▸ Task instructions:
Write out the full listing exactly as given, minus the images.

▸ Given data:
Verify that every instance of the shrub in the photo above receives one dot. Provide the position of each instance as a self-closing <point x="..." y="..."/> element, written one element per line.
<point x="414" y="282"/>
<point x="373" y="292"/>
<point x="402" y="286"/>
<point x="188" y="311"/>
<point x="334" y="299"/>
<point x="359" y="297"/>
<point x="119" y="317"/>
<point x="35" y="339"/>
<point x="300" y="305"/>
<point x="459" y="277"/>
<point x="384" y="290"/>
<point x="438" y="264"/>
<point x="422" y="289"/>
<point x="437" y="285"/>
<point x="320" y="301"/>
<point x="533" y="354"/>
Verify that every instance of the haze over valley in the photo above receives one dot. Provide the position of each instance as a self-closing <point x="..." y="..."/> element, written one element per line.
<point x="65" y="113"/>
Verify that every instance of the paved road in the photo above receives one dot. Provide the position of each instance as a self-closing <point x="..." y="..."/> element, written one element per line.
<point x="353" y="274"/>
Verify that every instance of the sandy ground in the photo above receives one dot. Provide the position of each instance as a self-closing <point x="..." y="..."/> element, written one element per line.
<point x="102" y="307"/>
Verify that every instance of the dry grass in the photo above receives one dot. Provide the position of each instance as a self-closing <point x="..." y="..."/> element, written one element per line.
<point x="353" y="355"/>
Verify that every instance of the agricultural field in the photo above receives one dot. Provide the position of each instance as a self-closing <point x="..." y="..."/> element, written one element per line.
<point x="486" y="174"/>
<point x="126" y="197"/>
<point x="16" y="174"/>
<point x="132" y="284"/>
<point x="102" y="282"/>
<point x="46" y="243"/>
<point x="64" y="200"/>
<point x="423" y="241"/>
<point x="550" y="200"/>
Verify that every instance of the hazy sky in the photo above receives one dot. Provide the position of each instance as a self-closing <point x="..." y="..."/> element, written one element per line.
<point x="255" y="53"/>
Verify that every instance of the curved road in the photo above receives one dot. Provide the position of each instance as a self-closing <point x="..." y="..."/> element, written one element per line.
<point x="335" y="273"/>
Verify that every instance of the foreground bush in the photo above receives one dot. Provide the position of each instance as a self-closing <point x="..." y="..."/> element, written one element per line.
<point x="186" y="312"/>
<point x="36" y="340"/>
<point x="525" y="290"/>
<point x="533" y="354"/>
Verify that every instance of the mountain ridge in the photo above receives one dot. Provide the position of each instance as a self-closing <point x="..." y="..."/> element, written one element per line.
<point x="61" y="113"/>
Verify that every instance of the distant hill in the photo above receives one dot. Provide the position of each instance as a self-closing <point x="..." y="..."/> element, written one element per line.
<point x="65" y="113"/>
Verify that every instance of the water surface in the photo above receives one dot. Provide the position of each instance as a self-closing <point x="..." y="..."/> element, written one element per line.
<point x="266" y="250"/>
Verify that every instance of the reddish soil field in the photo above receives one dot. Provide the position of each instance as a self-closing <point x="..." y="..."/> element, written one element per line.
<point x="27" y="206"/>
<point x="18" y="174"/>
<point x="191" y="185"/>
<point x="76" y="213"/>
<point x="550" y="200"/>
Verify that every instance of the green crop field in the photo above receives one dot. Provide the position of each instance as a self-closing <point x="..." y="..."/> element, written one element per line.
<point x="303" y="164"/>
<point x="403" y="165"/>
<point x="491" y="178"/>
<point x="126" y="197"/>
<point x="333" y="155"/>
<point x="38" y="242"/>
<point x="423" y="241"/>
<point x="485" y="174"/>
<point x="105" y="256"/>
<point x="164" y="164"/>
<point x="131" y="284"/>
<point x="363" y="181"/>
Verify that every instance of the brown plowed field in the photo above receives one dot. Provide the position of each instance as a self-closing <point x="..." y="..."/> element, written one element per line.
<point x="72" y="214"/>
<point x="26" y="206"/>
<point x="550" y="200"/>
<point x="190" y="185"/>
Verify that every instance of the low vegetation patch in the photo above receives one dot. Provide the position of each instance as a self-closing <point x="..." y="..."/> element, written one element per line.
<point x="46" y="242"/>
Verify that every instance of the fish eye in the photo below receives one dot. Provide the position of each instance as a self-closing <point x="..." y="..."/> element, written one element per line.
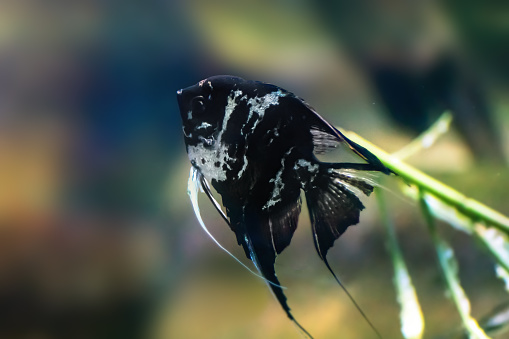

▸ Completed task:
Verify that every instance of the shrub in the photo above receives one dot. Provide the position of each instance as a self-closing <point x="..." y="..."/> element, written one element per line.
<point x="414" y="282"/>
<point x="373" y="292"/>
<point x="402" y="286"/>
<point x="188" y="311"/>
<point x="334" y="299"/>
<point x="359" y="297"/>
<point x="119" y="317"/>
<point x="35" y="339"/>
<point x="300" y="305"/>
<point x="459" y="277"/>
<point x="384" y="290"/>
<point x="438" y="264"/>
<point x="422" y="289"/>
<point x="437" y="285"/>
<point x="320" y="301"/>
<point x="533" y="354"/>
Verify that every instance of the haze over valley in the photo above receives one dot. Provide the position of each instance as a self-closing <point x="..." y="..."/> element, written one element per line.
<point x="65" y="113"/>
Verify that every instance of the paved road in the photo above receives one dot. Provide the position of each instance as a self-closing <point x="..." y="..."/> element, written one element per line.
<point x="353" y="274"/>
Verify that every instance of the sandy ground in the photo above receives one dot. Provide the position of each instance as a self-closing <point x="..." y="..."/> element, written one element per line.
<point x="102" y="307"/>
Verify that every instance of the dry grass in the photo above receives one dot. Provide the position of each instance as a self-closing <point x="..." y="..."/> element, written one element per line.
<point x="353" y="355"/>
Verify that every instance of the agricultural field in the photo above receives one dot. Provide the position of each instance as a self-closing <point x="..." y="..."/> element, written one element per line.
<point x="486" y="174"/>
<point x="126" y="197"/>
<point x="16" y="174"/>
<point x="132" y="284"/>
<point x="102" y="282"/>
<point x="46" y="243"/>
<point x="64" y="200"/>
<point x="423" y="241"/>
<point x="550" y="200"/>
Verify that every instance of the hazy sky in the photo above receives one dot. Provide the position of each instance as a self-closing <point x="..." y="..."/> element, written one element per line.
<point x="255" y="53"/>
Verify that every instance of the curved road in the photo above receives one dot. Provide the position of each instance as a self-closing <point x="..." y="..."/> element, written one element per line.
<point x="335" y="273"/>
Verify that every instance of the foreground bush in the photo above receives one dot. Provide the position of each instance as a self-closing <point x="..." y="..."/> element, written one element per line.
<point x="186" y="312"/>
<point x="36" y="340"/>
<point x="525" y="290"/>
<point x="533" y="354"/>
Verify that every instance of the mountain ridge in the photo above receives one dot. Provide the position of each instance as a self-closing <point x="..." y="..."/> element, written one element per line.
<point x="61" y="113"/>
Verify that every instance of the distant hill in the photo above receives one dot. Provide the position of each instance as a self-closing <point x="..." y="..."/> element, written one element per line.
<point x="65" y="113"/>
Verify that every instance of the water surface in the photo above receives one dot. Provide the position of each instance as a self-closing <point x="..." y="..."/> element, written one element per line.
<point x="266" y="250"/>
Verify that every instance of the reddish soil field in the photo above receives one dot. Provide the position of each instance as a self-closing <point x="..." y="..."/> element, written one element per line.
<point x="27" y="206"/>
<point x="18" y="174"/>
<point x="191" y="185"/>
<point x="76" y="213"/>
<point x="550" y="200"/>
Verify that every instance of the green crop field in the photo above receives one dot. Provide the position of each instance as a self-closing <point x="..." y="..."/> element, written one element per line.
<point x="303" y="164"/>
<point x="403" y="165"/>
<point x="491" y="178"/>
<point x="126" y="197"/>
<point x="333" y="155"/>
<point x="38" y="242"/>
<point x="423" y="241"/>
<point x="485" y="174"/>
<point x="105" y="256"/>
<point x="164" y="164"/>
<point x="131" y="284"/>
<point x="363" y="181"/>
Verify that every instance of the brown plowed field in the photo above receives one dot. Provide the position of each instance as a self-closing <point x="..." y="..."/> element, written one element per line.
<point x="72" y="214"/>
<point x="26" y="206"/>
<point x="550" y="200"/>
<point x="190" y="185"/>
Verify that every instance of the low vegetation patch in the photo above receives one dot. Provide the position of each instance as a self-closing <point x="..." y="..."/> element, written one element per line.
<point x="46" y="242"/>
Verify that every instance of the fish eye in the photo below receives one dot. Provide the position of each instance as a self-closing <point x="..." y="..."/> element, written one element per line.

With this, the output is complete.